→ **本文**
_ _ _ _ _ _ _

重要な初年次教育と多摩での共創
落合 2015年に本学に赴任してから5年間ほど、1年生の初年次教育を受け持ちました。学部横断型の授業でした。まだ入学したばかりなのに、1年生でも自分の学部を代表しているような気負いがあるのが面白い。なかなか理系と文系の学生の間でコミュニケーションが進まないことも。そうしたとき、しばしば間を取り持ってくれたのが教育学部の学生でした。
――さすが教育者の卵ですね。他の先生方も関与するのでしょうか。
落合 入学した最初の学期が大切なんです。1年生の4~6月の時期の過ごし方で卒業できるかどうか決まるという東京理科大学の16年の報告が大きな反響を呼んでいたころでした。そうなると、最初の1年が終わるまで待っていては間に合わない。それではどうするか。なんと明星大学では、約2000人の新入生を学部横断で30人ずつ70ほどのクラスに分け、教員が全学出動態勢で担当する初年次教育を、10年にすでに始めていたんです。
ふだん接することのない他学部の1年生を相手にするのは教員には苦労でした。でも、他学部生を教えるのは珍しい経験でもあり、教員の教育能力を高める実践(ファカルティ・デベロップメント)の役割も果たしました。独自に開発したワークブックには学生が書き込むべき欄が118カ所もありました。当初は億劫がっていた学生も馴れるにしたがい記入が速くなっていきます。書く力が付いてきたなと担当教員たちも実感していました。
――初年次教育の効果ですね。
落合 初年次教育を始めてから、退学や休学などが目に見えて減りました。「自立と体験1」と名付けられたこの取組みには、日本高等教育開発協会(JAED)より14年度Good Teaching Award(優良教育賞)が授与されました。また、19年度には初年次教育学会第一回教育実践賞最優秀賞を受賞しました。他大学からの見学者も少なくありません。このような高度な初年次教育を実現することで、専門領域の勉強まで輝いてくるんです。この初年次教育は、形を変えていまも続いています。
――「人と多摩と、ともに」についてはいかがですか。
落合 学外の学識経験者を招いて「明星学苑 多摩共創会議」を理事長のもとで始めました。テーマは、多摩になくてはならない大学として歩んでいくために、これからどのような関係を地域との間に築くべきか、です。
じつは、教員は学生と一緒に、多摩に関するいろいろな試みを授業の中でふだんから行っている。調べたら60近くありました。その典型例が「明星SATOYAMAプロジェクト」です。もともとは緑のキャンパスをもっときれいにしたいということから始まったものです。コロナ禍で学生を連れて学外に調査に行けないので、生態学の先生が学生と構内を調べました。そうしましたら、絶滅危惧種の植物があること、豊かな湧水があることなどが分かりました。江戸以前からの古道がキャンパス内を走っていることも古地図で確認できました。

_ _ _ _ _ _ _

→ **位置指定の記録**
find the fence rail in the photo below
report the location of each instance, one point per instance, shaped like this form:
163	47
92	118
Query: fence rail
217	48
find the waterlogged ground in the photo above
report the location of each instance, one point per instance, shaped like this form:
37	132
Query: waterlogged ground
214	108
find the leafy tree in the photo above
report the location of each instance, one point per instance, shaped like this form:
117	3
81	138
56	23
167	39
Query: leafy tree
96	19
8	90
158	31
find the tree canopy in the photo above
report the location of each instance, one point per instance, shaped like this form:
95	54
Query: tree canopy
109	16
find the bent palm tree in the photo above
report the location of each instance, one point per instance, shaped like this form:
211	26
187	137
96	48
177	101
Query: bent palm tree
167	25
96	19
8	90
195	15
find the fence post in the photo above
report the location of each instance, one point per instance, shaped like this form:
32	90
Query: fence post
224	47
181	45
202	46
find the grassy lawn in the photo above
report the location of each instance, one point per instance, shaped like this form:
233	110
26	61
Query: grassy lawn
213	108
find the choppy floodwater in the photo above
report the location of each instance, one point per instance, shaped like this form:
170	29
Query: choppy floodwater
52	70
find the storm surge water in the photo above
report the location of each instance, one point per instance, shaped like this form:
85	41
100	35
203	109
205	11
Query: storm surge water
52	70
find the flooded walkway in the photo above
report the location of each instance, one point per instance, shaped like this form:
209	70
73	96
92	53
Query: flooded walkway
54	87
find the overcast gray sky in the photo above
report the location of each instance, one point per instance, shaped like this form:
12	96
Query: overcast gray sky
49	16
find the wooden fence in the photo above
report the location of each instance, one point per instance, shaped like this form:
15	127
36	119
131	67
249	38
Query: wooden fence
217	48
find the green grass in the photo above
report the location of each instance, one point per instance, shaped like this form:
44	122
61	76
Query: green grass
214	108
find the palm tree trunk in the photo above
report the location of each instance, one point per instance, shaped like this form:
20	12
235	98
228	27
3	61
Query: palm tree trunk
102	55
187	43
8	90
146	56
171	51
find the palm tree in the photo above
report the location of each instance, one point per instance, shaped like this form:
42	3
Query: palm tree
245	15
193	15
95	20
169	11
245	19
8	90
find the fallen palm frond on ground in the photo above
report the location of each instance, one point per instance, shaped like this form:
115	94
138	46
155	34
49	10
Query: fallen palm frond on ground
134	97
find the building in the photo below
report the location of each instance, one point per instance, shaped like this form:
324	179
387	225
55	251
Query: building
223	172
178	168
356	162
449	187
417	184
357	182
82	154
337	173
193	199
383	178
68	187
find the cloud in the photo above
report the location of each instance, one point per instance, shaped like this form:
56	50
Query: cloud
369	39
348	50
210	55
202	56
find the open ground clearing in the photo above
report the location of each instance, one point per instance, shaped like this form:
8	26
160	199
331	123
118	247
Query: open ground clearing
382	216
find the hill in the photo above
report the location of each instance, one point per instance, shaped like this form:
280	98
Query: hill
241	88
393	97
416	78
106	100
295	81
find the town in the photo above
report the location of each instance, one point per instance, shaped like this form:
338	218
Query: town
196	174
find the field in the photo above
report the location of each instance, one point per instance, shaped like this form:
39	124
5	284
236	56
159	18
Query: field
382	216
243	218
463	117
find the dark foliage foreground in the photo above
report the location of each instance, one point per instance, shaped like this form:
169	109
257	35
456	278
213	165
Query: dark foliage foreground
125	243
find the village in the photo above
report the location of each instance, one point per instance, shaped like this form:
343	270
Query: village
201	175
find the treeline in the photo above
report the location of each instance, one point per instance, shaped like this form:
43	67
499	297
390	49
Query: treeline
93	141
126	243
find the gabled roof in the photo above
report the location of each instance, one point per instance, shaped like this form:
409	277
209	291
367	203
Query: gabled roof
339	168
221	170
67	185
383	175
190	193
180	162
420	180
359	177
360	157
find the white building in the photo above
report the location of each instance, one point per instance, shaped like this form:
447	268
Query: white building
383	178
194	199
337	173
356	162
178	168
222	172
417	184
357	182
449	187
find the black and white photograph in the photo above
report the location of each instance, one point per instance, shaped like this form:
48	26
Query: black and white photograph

_ _ _ _ _ _ _

→ **課題の内容**
- a) 本文によると、独自に開発したワークブックには学生が書き込むべき欄が何カ所ありましたか。
- b) 一覧のうち「find the treeline in the photo above」を含む行から一覧の最後までの各行を、1行につき1つの文字列としてJSONリストに入れてください。空行は除きます。

→ **各課題の解答**
- a) 118カ所です。

- b)
[
  "find the treeline in the photo above",
  "report the location of each instance, one point per instance, shaped like this form:",
  "43\t67",
  "499\t297",
  "390\t49",
  "Query: treeline",
  "93\t141",
  "126\t243",
  "find the gabled roof in the photo above",
  "report the location of each instance, one point per instance, shaped like this form:",
  "409\t277",
  "209\t291",
  "367\t203",
  "Query: gabled roof",
  "339\t168",
  "221\t170",
  "67\t185",
  "383\t175",
  "190\t193",
  "180\t162",
  "420\t180",
  "359\t177",
  "360\t157",
  "find the white building in the photo above",
  "report the location of each instance, one point per instance, shaped like this form:",
  "447\t268",
  "Query: white building",
  "383\t178",
  "194\t199",
  "337\t173",
  "356\t162",
  "178\t168",
  "222\t172",
  "417\t184",
  "357\t182",
  "449\t187",
  "find the black and white photograph in the photo above",
  "report the location of each instance, one point per instance, shaped like this form:",
  "48\t26",
  "Query: black and white photograph"
]